=== EXTRACTED DATA ===

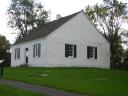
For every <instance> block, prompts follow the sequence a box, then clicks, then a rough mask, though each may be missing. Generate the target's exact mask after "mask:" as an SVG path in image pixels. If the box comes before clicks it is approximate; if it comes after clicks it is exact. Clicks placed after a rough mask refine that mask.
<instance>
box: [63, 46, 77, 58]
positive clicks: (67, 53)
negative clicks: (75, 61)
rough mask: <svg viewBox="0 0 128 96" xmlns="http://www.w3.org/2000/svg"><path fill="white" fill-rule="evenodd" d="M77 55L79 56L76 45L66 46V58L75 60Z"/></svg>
mask: <svg viewBox="0 0 128 96" xmlns="http://www.w3.org/2000/svg"><path fill="white" fill-rule="evenodd" d="M76 55H77V49H76V45H73V44H65V57H74V58H76Z"/></svg>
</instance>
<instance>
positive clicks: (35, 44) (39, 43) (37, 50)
mask: <svg viewBox="0 0 128 96" xmlns="http://www.w3.org/2000/svg"><path fill="white" fill-rule="evenodd" d="M40 56H41V44H40V43H37V44H34V45H33V57H40Z"/></svg>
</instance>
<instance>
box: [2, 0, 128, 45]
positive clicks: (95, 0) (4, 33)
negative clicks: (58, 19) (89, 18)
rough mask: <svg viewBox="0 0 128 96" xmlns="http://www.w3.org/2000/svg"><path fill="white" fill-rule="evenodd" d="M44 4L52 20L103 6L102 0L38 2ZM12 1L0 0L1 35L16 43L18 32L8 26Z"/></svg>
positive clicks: (47, 1)
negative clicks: (56, 16) (9, 12)
mask: <svg viewBox="0 0 128 96" xmlns="http://www.w3.org/2000/svg"><path fill="white" fill-rule="evenodd" d="M37 1H39V2H42V5H43V6H44V8H45V9H46V10H50V13H51V14H50V18H51V20H53V19H55V18H56V15H57V14H61V16H62V17H63V16H66V15H69V14H72V13H75V12H78V11H80V10H82V9H85V6H87V5H94V4H96V3H98V4H101V3H102V0H37ZM119 1H122V2H124V3H128V0H119ZM10 2H11V0H0V34H1V35H4V36H6V38H7V39H8V40H9V41H10V43H14V41H15V38H16V35H15V34H13V33H15V31H16V30H14V29H12V28H10V27H9V26H8V25H7V21H8V15H7V9H8V7H9V5H10Z"/></svg>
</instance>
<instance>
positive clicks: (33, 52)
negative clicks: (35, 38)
mask: <svg viewBox="0 0 128 96" xmlns="http://www.w3.org/2000/svg"><path fill="white" fill-rule="evenodd" d="M33 57H35V44H34V45H33Z"/></svg>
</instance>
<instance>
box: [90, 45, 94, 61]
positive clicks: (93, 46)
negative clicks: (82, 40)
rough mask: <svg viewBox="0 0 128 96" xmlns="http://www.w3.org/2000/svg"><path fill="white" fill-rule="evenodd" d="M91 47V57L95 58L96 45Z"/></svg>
mask: <svg viewBox="0 0 128 96" xmlns="http://www.w3.org/2000/svg"><path fill="white" fill-rule="evenodd" d="M90 48H92V52H90V53H89V54H91V57H90V58H89V59H95V51H96V50H95V47H94V46H90Z"/></svg>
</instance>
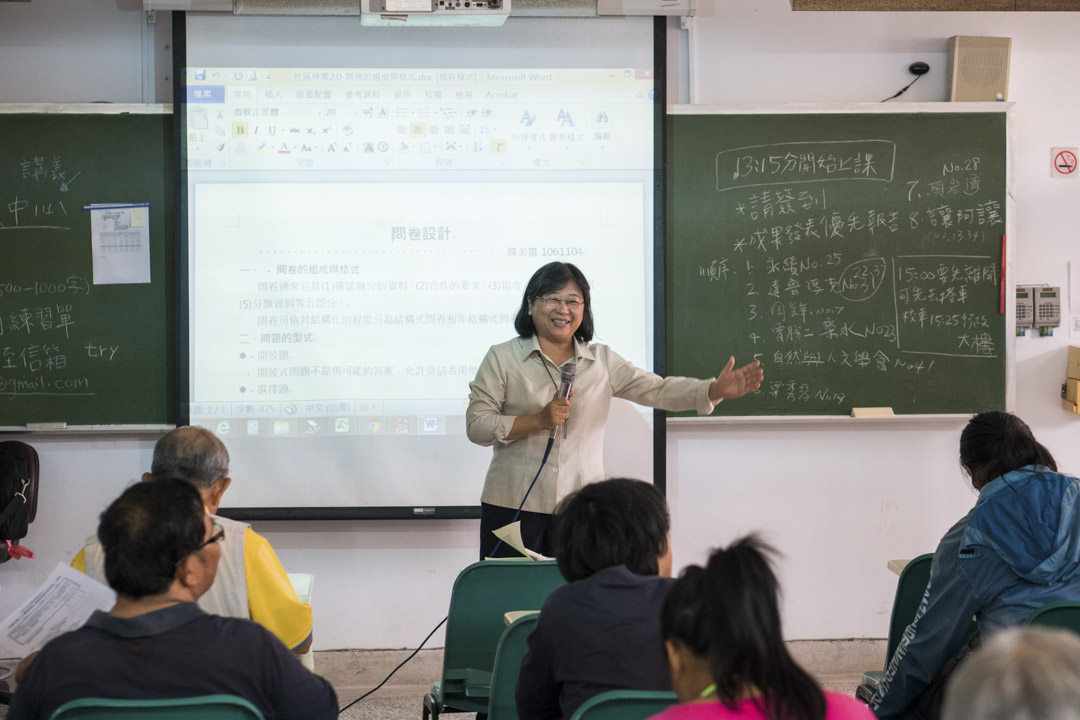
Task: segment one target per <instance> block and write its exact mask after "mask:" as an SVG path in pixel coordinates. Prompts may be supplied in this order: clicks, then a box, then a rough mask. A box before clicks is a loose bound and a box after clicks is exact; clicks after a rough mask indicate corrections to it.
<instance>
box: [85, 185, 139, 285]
mask: <svg viewBox="0 0 1080 720" xmlns="http://www.w3.org/2000/svg"><path fill="white" fill-rule="evenodd" d="M149 218H150V207H149V205H147V204H145V203H136V204H129V205H104V204H103V205H90V233H91V239H90V242H91V250H92V254H93V258H94V284H95V285H129V284H134V283H149V282H150V225H149Z"/></svg>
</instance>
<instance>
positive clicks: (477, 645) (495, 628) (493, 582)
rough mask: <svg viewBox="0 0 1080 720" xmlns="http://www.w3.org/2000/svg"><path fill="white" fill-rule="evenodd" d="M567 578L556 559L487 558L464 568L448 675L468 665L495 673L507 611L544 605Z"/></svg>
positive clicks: (458, 602) (536, 608) (458, 589)
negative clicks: (561, 573) (452, 670)
mask: <svg viewBox="0 0 1080 720" xmlns="http://www.w3.org/2000/svg"><path fill="white" fill-rule="evenodd" d="M565 582H566V581H565V580H563V575H562V574H561V573H559V572H558V565H557V563H556V562H555V561H554V560H548V561H542V562H521V561H517V560H483V561H481V562H474V563H472V565H471V566H469V567H468V568H465V569H464V570H462V571H461V573H460V574H459V575H458V579H457V581H455V583H454V592H453V594H451V595H450V612H449V616H448V619H447V621H446V648H445V650H444V651H443V676H444V678H445V676H446V673H447V670H459V669H463V668H477V669H482V670H485V671H487V673H490V671H491V668H492V667H494V665H495V651H496V648H497V647H498V646H499V637H500V636H501V635H502V630H503V628H504V623H503V620H502V616H503V614H504V613H507V612H509V611H512V610H539V609H540V606H542V604H543V601H544V599H545V598H546V597H548V595H549V594H550V593H551V592H552V590H553V589H555V588H556V587H558V586H559V585H563V584H565Z"/></svg>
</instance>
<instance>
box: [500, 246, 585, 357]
mask: <svg viewBox="0 0 1080 720" xmlns="http://www.w3.org/2000/svg"><path fill="white" fill-rule="evenodd" d="M568 283H573V284H575V285H577V286H578V287H579V288H580V289H581V300H582V302H583V303H584V304H582V307H581V325H579V326H578V331H577V332H575V334H573V337H576V338H577V339H578V340H581V341H582V342H591V341H592V339H593V304H592V298H591V297H590V295H589V281H588V280H585V274H584V273H583V272H581V271H580V270H578V268H577V266H573V264H570V263H569V262H549V263H548V264H545V266H543V267H542V268H540V269H539V270H537V271H536V272H535V273H532V277H530V279H529V284H528V285H526V286H525V293H524V294H523V295H522V307H521V308H518V309H517V317H515V318H514V329H515V330H517V335H518V337H522V338H531V337H532V336H534V335H536V334H537V326H536V325H534V323H532V315H530V314H529V303H530V302H532V301H534V300H536V299H537V298H539V297H543V296H544V295H550V294H551V293H556V291H558V290H561V289H563V288H564V287H566V285H567V284H568Z"/></svg>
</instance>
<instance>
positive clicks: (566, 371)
mask: <svg viewBox="0 0 1080 720" xmlns="http://www.w3.org/2000/svg"><path fill="white" fill-rule="evenodd" d="M577 377H578V366H577V364H576V363H567V364H566V365H564V366H563V378H562V380H563V382H562V384H561V385H559V386H558V397H559V399H565V398H567V397H569V396H570V391H571V390H572V389H573V379H575V378H577ZM563 431H564V435H563V436H564V437H566V435H565V431H566V423H563ZM556 433H558V427H552V429H551V435H549V436H548V437H549V439H552V440H553V439H555V434H556Z"/></svg>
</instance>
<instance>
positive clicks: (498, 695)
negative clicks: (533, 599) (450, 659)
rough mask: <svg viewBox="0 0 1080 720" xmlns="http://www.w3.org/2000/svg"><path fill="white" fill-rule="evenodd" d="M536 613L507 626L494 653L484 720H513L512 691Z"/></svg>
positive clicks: (535, 621)
mask: <svg viewBox="0 0 1080 720" xmlns="http://www.w3.org/2000/svg"><path fill="white" fill-rule="evenodd" d="M539 616H540V613H536V612H535V613H531V614H529V615H524V616H522V617H518V619H517V620H515V621H514V622H513V623H511V624H510V625H508V626H507V629H505V630H503V631H502V637H500V638H499V647H498V648H497V649H496V651H495V667H494V668H492V670H491V694H490V696H489V697H488V699H487V720H517V703H516V702H515V699H514V690H515V688H516V687H517V676H518V675H521V670H522V660H524V658H525V649H526V647H527V644H526V640H527V639H528V637H529V635H530V634H531V633H532V628H534V627H536V624H537V617H539Z"/></svg>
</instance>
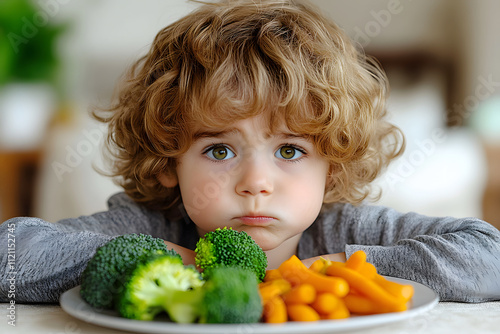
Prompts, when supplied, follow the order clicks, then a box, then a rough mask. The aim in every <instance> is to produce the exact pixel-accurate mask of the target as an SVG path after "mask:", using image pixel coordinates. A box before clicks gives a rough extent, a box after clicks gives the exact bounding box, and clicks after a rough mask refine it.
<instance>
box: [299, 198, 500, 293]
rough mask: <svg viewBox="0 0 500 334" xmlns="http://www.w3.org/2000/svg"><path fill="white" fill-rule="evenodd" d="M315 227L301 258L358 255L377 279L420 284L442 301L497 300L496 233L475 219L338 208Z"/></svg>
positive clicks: (392, 210) (498, 238)
mask: <svg viewBox="0 0 500 334" xmlns="http://www.w3.org/2000/svg"><path fill="white" fill-rule="evenodd" d="M315 225H316V226H315V227H314V228H313V229H311V231H309V234H308V235H307V236H306V238H303V239H304V242H302V240H301V245H300V246H299V249H301V248H302V250H303V251H304V253H305V254H300V252H299V256H302V257H301V258H308V257H312V256H316V255H321V254H331V253H339V252H343V251H344V252H345V254H346V256H347V257H349V256H350V255H351V254H352V253H354V252H355V251H357V250H359V249H361V250H364V251H365V252H366V253H367V260H368V261H369V262H371V263H373V264H374V265H375V266H376V267H377V269H378V271H379V273H380V274H383V275H388V276H395V277H401V278H406V279H410V280H413V281H417V282H420V283H423V284H425V285H427V286H429V287H431V288H432V289H434V290H435V291H436V292H437V293H438V294H439V296H440V298H441V299H442V300H454V301H465V302H480V301H487V300H494V299H500V232H499V231H498V229H496V228H494V227H493V226H491V225H490V224H487V223H485V222H483V221H481V220H479V219H475V218H464V219H455V218H451V217H442V218H436V217H427V216H423V215H418V214H415V213H408V214H402V213H398V212H396V211H395V210H392V209H388V208H384V207H377V206H359V207H354V206H351V205H338V206H336V207H334V209H333V210H332V211H330V212H329V213H326V214H324V215H323V216H322V217H320V219H319V220H318V222H317V223H316V224H315ZM308 240H318V241H317V242H316V245H319V246H318V247H317V248H316V249H314V250H312V249H311V247H307V246H306V244H307V243H308ZM321 244H323V245H321ZM302 246H304V247H302ZM307 248H309V249H307ZM307 253H308V254H307Z"/></svg>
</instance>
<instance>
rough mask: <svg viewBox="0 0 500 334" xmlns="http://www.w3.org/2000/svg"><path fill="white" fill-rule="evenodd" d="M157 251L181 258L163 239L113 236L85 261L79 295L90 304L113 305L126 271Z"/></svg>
mask: <svg viewBox="0 0 500 334" xmlns="http://www.w3.org/2000/svg"><path fill="white" fill-rule="evenodd" d="M156 253H158V254H169V255H172V256H175V257H178V259H179V261H180V260H181V257H180V255H178V254H177V253H176V252H175V251H174V250H167V247H166V246H165V243H164V241H163V240H162V239H159V238H153V237H152V236H150V235H145V234H126V235H122V236H119V237H116V238H114V239H112V240H111V241H109V242H108V243H106V244H105V245H103V246H101V247H99V248H98V249H97V250H96V253H95V254H94V256H93V257H92V258H91V259H90V260H89V262H88V263H87V266H86V268H85V270H84V271H83V273H82V276H81V281H82V282H81V289H80V295H81V296H82V298H83V300H85V301H86V302H87V303H89V304H90V305H91V306H93V307H96V308H103V309H111V308H113V306H114V304H115V302H116V299H117V295H118V294H119V293H120V291H121V290H122V285H123V282H124V279H125V275H126V273H127V272H128V271H129V270H131V269H132V268H133V267H134V266H135V265H136V263H137V262H138V261H141V260H143V259H144V258H146V257H149V256H151V254H156Z"/></svg>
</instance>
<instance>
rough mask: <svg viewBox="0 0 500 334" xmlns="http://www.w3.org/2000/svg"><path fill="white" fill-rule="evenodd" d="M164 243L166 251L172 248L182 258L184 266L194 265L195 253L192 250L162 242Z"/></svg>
mask: <svg viewBox="0 0 500 334" xmlns="http://www.w3.org/2000/svg"><path fill="white" fill-rule="evenodd" d="M164 242H165V245H167V248H168V249H171V248H172V249H173V250H175V251H176V252H177V253H179V255H180V256H181V257H182V262H183V263H184V264H185V265H189V264H192V265H195V263H194V257H195V255H196V253H195V252H194V251H193V250H190V249H188V248H185V247H182V246H179V245H177V244H174V243H172V242H170V241H166V240H164Z"/></svg>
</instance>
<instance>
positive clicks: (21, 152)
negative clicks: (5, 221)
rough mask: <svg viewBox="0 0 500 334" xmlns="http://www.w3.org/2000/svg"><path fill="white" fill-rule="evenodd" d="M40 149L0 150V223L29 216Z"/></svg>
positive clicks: (37, 168)
mask: <svg viewBox="0 0 500 334" xmlns="http://www.w3.org/2000/svg"><path fill="white" fill-rule="evenodd" d="M41 157H42V154H41V152H40V151H0V223H2V222H4V221H5V220H7V219H10V218H12V217H19V216H30V215H31V209H32V201H33V193H34V190H35V183H36V182H35V180H36V175H37V172H38V168H39V165H40V160H41Z"/></svg>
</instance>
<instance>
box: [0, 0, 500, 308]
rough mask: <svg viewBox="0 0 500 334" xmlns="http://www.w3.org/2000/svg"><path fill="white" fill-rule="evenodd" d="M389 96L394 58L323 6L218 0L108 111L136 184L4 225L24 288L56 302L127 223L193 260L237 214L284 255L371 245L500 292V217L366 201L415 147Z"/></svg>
mask: <svg viewBox="0 0 500 334" xmlns="http://www.w3.org/2000/svg"><path fill="white" fill-rule="evenodd" d="M386 95H387V79H386V77H385V75H384V73H383V72H382V71H381V69H380V68H379V67H377V66H376V65H375V63H374V62H372V61H370V60H369V59H367V58H366V57H364V55H363V54H362V53H360V52H358V51H357V50H356V49H355V48H354V47H353V45H352V44H351V43H350V42H349V40H348V38H347V37H346V35H345V34H344V33H343V32H342V31H341V30H340V29H339V28H338V27H337V26H336V25H335V24H334V23H332V22H330V21H329V20H327V19H325V18H324V17H322V16H321V15H320V14H318V12H317V11H315V10H314V9H312V8H311V7H310V6H306V5H304V4H301V3H299V2H298V1H293V0H268V1H265V0H261V1H256V0H246V1H245V0H242V1H239V0H232V1H230V0H223V1H220V2H218V3H213V4H205V5H202V6H201V7H199V9H198V10H196V11H195V12H194V13H192V14H190V15H187V16H186V17H184V18H182V19H181V20H179V21H177V22H175V23H173V24H171V25H170V26H168V27H166V28H164V29H163V30H161V31H160V32H159V33H158V35H157V36H156V38H155V40H154V42H153V45H152V47H151V50H150V52H149V53H148V54H147V55H146V56H144V57H143V58H142V59H140V60H139V61H138V62H137V63H136V64H135V65H134V66H133V67H132V69H131V71H130V73H129V76H128V79H127V81H126V85H125V86H124V87H123V88H122V90H121V91H120V94H119V96H118V101H117V103H116V104H115V105H113V106H112V107H111V108H110V110H109V111H108V113H105V114H101V115H100V116H99V118H100V120H101V121H104V122H107V123H108V125H109V130H110V135H109V137H108V141H107V144H108V146H109V147H108V148H109V152H111V153H112V155H113V157H114V160H113V166H112V167H113V171H112V173H113V175H114V176H116V177H119V179H120V180H121V185H122V186H123V188H124V193H121V194H118V195H115V196H113V197H112V198H111V199H110V200H109V211H106V212H100V213H96V214H94V215H92V216H88V217H79V218H76V219H66V220H62V221H60V222H57V223H48V222H44V221H42V220H40V219H35V218H16V219H12V220H9V221H7V222H5V223H4V224H2V225H0V231H1V233H2V236H3V237H2V249H6V247H7V246H6V245H5V241H6V237H5V236H6V235H7V231H9V228H13V229H12V230H10V232H12V233H11V234H15V240H16V262H15V266H16V271H17V274H16V276H15V277H16V284H17V289H16V290H17V295H16V301H17V302H56V301H57V300H58V297H59V295H60V294H61V293H62V292H64V291H65V290H68V289H70V288H72V287H74V286H76V285H78V284H79V283H80V281H79V277H80V275H81V273H82V271H83V269H84V268H85V265H86V263H87V261H88V260H89V259H90V258H91V257H92V256H93V254H94V252H95V250H96V248H97V247H99V246H102V245H103V244H104V243H106V242H108V241H109V240H111V239H112V238H113V237H114V236H117V235H122V234H127V233H145V234H150V235H153V236H154V237H158V238H162V239H164V240H166V243H167V245H169V246H171V247H173V248H175V249H176V250H177V251H179V253H180V254H181V255H182V257H183V259H184V262H185V263H193V257H194V252H193V249H194V248H195V244H196V241H197V240H198V239H199V237H200V236H203V235H204V233H206V232H208V231H211V230H214V229H215V228H217V227H223V226H229V227H232V228H234V229H236V230H240V231H246V232H247V233H248V234H250V235H251V236H252V237H253V238H254V239H255V240H256V242H257V243H258V244H259V245H260V246H261V247H262V248H263V249H264V250H265V251H266V253H267V255H268V258H269V267H270V268H275V267H277V266H278V265H279V264H280V263H281V262H282V261H284V260H286V259H287V258H289V257H290V256H291V255H292V254H297V255H298V257H299V258H301V259H302V260H304V262H306V263H311V261H313V260H314V258H315V257H317V256H325V257H330V258H331V259H335V260H343V259H345V257H346V256H347V257H348V256H350V255H351V254H352V253H353V252H355V251H356V250H359V249H362V250H364V251H365V252H366V253H367V255H368V261H370V262H372V263H373V264H374V265H375V266H376V267H377V268H378V270H379V272H380V273H381V274H383V275H389V276H397V277H402V278H406V279H410V280H414V281H417V282H421V283H423V284H425V285H427V286H429V287H431V288H432V289H434V290H435V291H436V292H437V293H438V294H439V296H440V298H441V299H442V300H455V301H465V302H480V301H487V300H494V299H500V279H499V278H500V233H499V231H498V230H496V229H495V228H493V227H492V226H491V225H489V224H487V223H485V222H482V221H480V220H478V219H474V218H468V219H453V218H450V217H445V218H431V217H425V216H422V215H418V214H416V213H408V214H401V213H398V212H395V211H394V210H391V209H389V208H384V207H378V206H368V205H364V204H361V202H362V201H363V200H364V199H365V198H366V197H367V196H368V195H369V190H370V189H369V184H370V182H371V181H372V180H373V179H374V178H375V177H376V176H377V175H378V174H379V173H380V171H381V170H382V169H383V168H384V167H385V166H386V165H387V164H388V163H389V162H390V161H391V160H392V159H393V158H395V157H396V156H398V155H399V154H400V152H401V151H402V148H403V146H404V145H403V144H402V139H401V136H400V134H399V130H398V129H397V128H395V127H394V126H392V125H390V124H389V123H387V122H386V121H385V120H384V116H385V100H386ZM1 254H2V255H1V267H2V268H6V267H7V261H8V259H7V255H6V253H5V252H4V251H2V253H1ZM5 275H6V274H4V271H3V270H2V272H1V273H0V278H1V279H0V286H1V287H2V288H1V293H0V301H2V302H5V301H7V300H8V299H7V294H6V291H7V289H6V287H7V284H8V282H7V280H6V277H4V276H5Z"/></svg>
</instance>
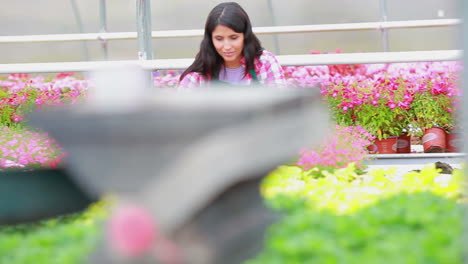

===

From the data above, return only the lines starting at the line that holds "negative clicks: (56, 16) (9, 12)" and ending at the line that holds "positive clicks: (458, 602)", word for word and without pictures.

▸ **EXERCISE ANSWER**:
negative clicks: (56, 16) (9, 12)
mask: <svg viewBox="0 0 128 96" xmlns="http://www.w3.org/2000/svg"><path fill="white" fill-rule="evenodd" d="M37 1H39V2H42V5H43V6H44V8H45V9H46V10H50V13H51V14H50V18H51V20H53V19H55V18H56V15H57V14H61V16H62V17H63V16H66V15H69V14H72V13H75V12H78V11H80V10H82V9H85V6H87V5H94V4H96V3H98V4H101V3H102V0H37ZM119 1H122V2H124V3H128V0H119ZM10 2H11V0H0V34H1V35H4V36H6V38H7V39H8V40H9V41H10V43H14V41H15V38H16V35H15V34H13V33H15V31H16V30H14V29H12V28H10V27H9V26H8V25H7V21H8V15H7V9H8V7H9V5H10Z"/></svg>
</instance>
<instance>
positive clicks: (33, 52)
negative clicks: (35, 38)
mask: <svg viewBox="0 0 128 96" xmlns="http://www.w3.org/2000/svg"><path fill="white" fill-rule="evenodd" d="M33 57H35V44H34V45H33Z"/></svg>
</instance>
<instance>
box: [90, 45, 94, 61]
positive clicks: (93, 46)
negative clicks: (82, 40)
rough mask: <svg viewBox="0 0 128 96" xmlns="http://www.w3.org/2000/svg"><path fill="white" fill-rule="evenodd" d="M91 47V57L95 58L96 45Z"/></svg>
mask: <svg viewBox="0 0 128 96" xmlns="http://www.w3.org/2000/svg"><path fill="white" fill-rule="evenodd" d="M90 48H92V52H90V53H89V54H91V57H90V58H89V59H95V51H96V50H95V47H94V46H90Z"/></svg>
</instance>
Task: segment one target per <instance> block and write its exact mask after "mask:" as an SVG path in pixel coordinates. Prompts may be supplied in this order: clicks, then a box, then a rough mask. A box before clicks is a loose bound and a box after clicks is exact; clicks after a rough mask indicate corrections to it.
<instance>
box: [85, 185, 139, 285]
mask: <svg viewBox="0 0 1080 720" xmlns="http://www.w3.org/2000/svg"><path fill="white" fill-rule="evenodd" d="M149 218H150V207H149V205H147V204H145V203H136V204H129V205H104V204H103V205H90V233H91V239H90V242H91V250H92V254H93V258H94V284H95V285H129V284H134V283H149V282H150V225H149Z"/></svg>
</instance>
<instance>
positive clicks: (477, 645) (495, 628) (493, 582)
rough mask: <svg viewBox="0 0 1080 720" xmlns="http://www.w3.org/2000/svg"><path fill="white" fill-rule="evenodd" d="M567 578L556 559L487 558L464 568L448 675L468 665L495 673L507 611L544 605Z"/></svg>
positive clicks: (458, 602) (536, 608) (458, 589)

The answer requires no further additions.